→ **REQUIRED ACTION**:
Every line from the first record below down to the line that includes "Query: portable lamp" must be reproduced exactly; the pictures are not.

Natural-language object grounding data
------------------------------------------------------------------------
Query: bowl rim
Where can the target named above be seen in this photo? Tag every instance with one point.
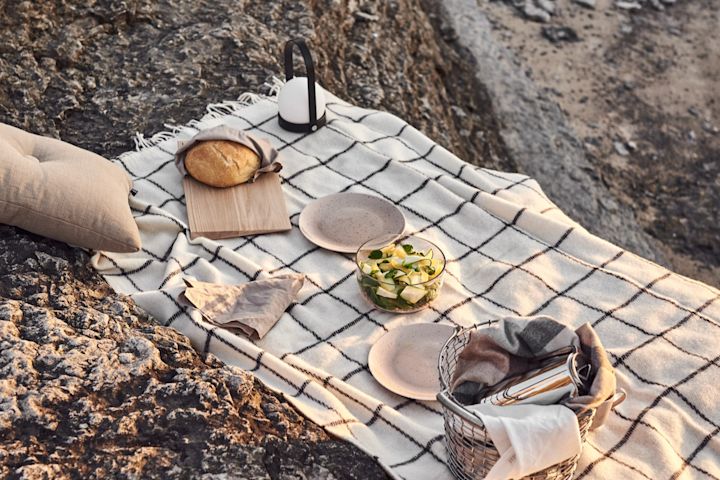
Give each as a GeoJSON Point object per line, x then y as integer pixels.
{"type": "Point", "coordinates": [399, 240]}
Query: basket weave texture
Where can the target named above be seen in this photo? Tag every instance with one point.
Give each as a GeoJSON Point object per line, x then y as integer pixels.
{"type": "Point", "coordinates": [471, 452]}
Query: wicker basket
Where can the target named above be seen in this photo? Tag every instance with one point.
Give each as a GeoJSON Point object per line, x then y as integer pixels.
{"type": "Point", "coordinates": [471, 453]}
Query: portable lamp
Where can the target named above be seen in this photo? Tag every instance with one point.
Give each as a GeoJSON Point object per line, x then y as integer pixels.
{"type": "Point", "coordinates": [301, 101]}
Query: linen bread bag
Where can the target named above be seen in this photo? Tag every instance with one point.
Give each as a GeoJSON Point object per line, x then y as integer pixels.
{"type": "Point", "coordinates": [63, 192]}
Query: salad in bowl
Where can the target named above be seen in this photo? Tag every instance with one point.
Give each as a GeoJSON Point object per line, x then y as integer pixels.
{"type": "Point", "coordinates": [400, 275]}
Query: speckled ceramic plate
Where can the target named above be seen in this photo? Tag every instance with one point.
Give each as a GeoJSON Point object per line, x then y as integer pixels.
{"type": "Point", "coordinates": [344, 221]}
{"type": "Point", "coordinates": [405, 359]}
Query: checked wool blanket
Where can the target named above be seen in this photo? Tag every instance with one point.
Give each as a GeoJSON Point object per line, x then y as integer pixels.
{"type": "Point", "coordinates": [510, 251]}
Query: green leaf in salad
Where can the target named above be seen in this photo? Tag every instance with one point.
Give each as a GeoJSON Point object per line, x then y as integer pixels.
{"type": "Point", "coordinates": [391, 273]}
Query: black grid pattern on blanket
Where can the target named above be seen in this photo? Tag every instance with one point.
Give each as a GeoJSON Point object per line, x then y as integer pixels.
{"type": "Point", "coordinates": [509, 250]}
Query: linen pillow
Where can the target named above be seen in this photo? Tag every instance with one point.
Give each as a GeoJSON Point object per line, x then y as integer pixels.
{"type": "Point", "coordinates": [63, 192]}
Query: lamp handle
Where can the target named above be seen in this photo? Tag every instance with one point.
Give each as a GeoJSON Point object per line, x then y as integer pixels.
{"type": "Point", "coordinates": [309, 69]}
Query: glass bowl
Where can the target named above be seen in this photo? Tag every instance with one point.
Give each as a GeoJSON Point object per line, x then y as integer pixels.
{"type": "Point", "coordinates": [400, 275]}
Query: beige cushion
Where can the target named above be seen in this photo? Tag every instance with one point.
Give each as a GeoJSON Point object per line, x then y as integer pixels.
{"type": "Point", "coordinates": [63, 192]}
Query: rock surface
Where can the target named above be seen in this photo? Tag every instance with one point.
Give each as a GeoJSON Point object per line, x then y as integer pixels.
{"type": "Point", "coordinates": [91, 387]}
{"type": "Point", "coordinates": [94, 73]}
{"type": "Point", "coordinates": [640, 89]}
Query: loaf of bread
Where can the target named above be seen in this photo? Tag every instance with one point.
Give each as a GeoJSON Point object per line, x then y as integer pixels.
{"type": "Point", "coordinates": [221, 163]}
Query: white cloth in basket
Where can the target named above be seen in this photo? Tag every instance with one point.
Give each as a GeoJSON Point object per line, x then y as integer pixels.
{"type": "Point", "coordinates": [529, 438]}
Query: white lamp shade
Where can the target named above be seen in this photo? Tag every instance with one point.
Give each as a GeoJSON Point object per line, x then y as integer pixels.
{"type": "Point", "coordinates": [293, 101]}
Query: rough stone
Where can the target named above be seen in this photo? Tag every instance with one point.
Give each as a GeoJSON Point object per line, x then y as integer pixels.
{"type": "Point", "coordinates": [533, 12]}
{"type": "Point", "coordinates": [586, 3]}
{"type": "Point", "coordinates": [628, 5]}
{"type": "Point", "coordinates": [537, 136]}
{"type": "Point", "coordinates": [94, 73]}
{"type": "Point", "coordinates": [560, 34]}
{"type": "Point", "coordinates": [620, 149]}
{"type": "Point", "coordinates": [91, 387]}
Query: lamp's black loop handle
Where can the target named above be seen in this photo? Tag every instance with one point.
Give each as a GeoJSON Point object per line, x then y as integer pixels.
{"type": "Point", "coordinates": [310, 71]}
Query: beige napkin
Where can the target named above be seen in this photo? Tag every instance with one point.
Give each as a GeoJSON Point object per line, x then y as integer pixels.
{"type": "Point", "coordinates": [251, 308]}
{"type": "Point", "coordinates": [268, 155]}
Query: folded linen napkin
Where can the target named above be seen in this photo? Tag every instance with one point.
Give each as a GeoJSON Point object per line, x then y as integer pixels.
{"type": "Point", "coordinates": [513, 345]}
{"type": "Point", "coordinates": [529, 438]}
{"type": "Point", "coordinates": [268, 155]}
{"type": "Point", "coordinates": [251, 308]}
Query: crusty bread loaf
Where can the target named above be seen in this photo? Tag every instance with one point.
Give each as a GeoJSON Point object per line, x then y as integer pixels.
{"type": "Point", "coordinates": [221, 163]}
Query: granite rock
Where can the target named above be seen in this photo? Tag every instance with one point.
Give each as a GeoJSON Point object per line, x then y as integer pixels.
{"type": "Point", "coordinates": [95, 73]}
{"type": "Point", "coordinates": [91, 387]}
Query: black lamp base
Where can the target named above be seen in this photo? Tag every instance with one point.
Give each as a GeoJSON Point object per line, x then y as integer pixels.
{"type": "Point", "coordinates": [301, 127]}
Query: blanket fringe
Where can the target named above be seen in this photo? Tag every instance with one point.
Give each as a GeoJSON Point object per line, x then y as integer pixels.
{"type": "Point", "coordinates": [214, 110]}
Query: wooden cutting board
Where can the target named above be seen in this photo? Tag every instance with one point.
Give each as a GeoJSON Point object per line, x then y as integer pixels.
{"type": "Point", "coordinates": [246, 209]}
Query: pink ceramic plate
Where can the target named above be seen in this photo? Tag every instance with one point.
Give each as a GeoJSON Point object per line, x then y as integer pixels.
{"type": "Point", "coordinates": [405, 359]}
{"type": "Point", "coordinates": [343, 221]}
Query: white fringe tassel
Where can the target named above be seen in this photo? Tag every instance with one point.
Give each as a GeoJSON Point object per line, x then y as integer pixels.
{"type": "Point", "coordinates": [214, 110]}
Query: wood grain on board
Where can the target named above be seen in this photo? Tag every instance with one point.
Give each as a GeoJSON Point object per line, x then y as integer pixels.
{"type": "Point", "coordinates": [246, 209]}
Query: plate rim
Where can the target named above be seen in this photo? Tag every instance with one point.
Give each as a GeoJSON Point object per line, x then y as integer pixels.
{"type": "Point", "coordinates": [399, 391]}
{"type": "Point", "coordinates": [319, 242]}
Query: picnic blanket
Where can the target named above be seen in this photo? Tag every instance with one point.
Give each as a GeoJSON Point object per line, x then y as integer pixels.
{"type": "Point", "coordinates": [510, 251]}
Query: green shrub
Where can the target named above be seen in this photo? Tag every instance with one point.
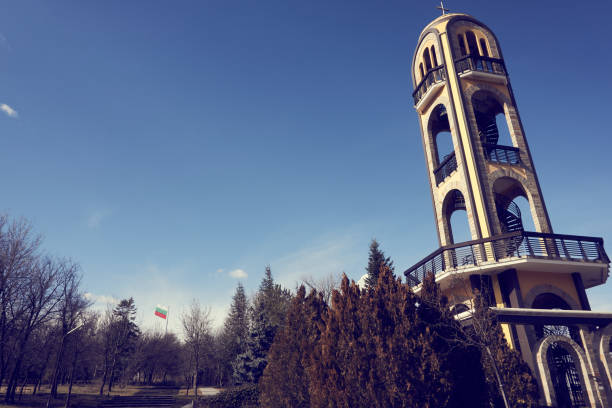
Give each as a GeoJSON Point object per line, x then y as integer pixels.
{"type": "Point", "coordinates": [244, 396]}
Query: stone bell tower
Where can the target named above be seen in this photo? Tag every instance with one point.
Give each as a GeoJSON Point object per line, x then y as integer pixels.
{"type": "Point", "coordinates": [479, 163]}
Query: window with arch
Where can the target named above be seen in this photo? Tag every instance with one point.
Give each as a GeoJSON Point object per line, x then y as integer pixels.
{"type": "Point", "coordinates": [443, 148]}
{"type": "Point", "coordinates": [456, 221]}
{"type": "Point", "coordinates": [513, 207]}
{"type": "Point", "coordinates": [462, 50]}
{"type": "Point", "coordinates": [433, 56]}
{"type": "Point", "coordinates": [427, 59]}
{"type": "Point", "coordinates": [565, 376]}
{"type": "Point", "coordinates": [493, 129]}
{"type": "Point", "coordinates": [484, 48]}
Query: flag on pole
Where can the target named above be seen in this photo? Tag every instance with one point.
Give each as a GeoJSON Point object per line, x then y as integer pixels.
{"type": "Point", "coordinates": [161, 311]}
------------------------------------------------------------------------
→ **FINISHED TASK**:
Query: bowl rim
Where can the target named above be seen in this photo? Tag every instance with one point.
Give each as a GeoJSON Point object per line, x then y as integer pixels.
{"type": "Point", "coordinates": [399, 240]}
Query: basket weave texture
Where can the target named above be seen in this photo? Tag every instance with one point.
Give each as a GeoJSON Point object per line, x then y as integer pixels.
{"type": "Point", "coordinates": [471, 452]}
Query: wicker basket
Where can the target named above be seen in this photo? Tag every instance with one point.
Give each as a GeoJSON Point object per line, x then y as integer pixels.
{"type": "Point", "coordinates": [471, 453]}
Query: portable lamp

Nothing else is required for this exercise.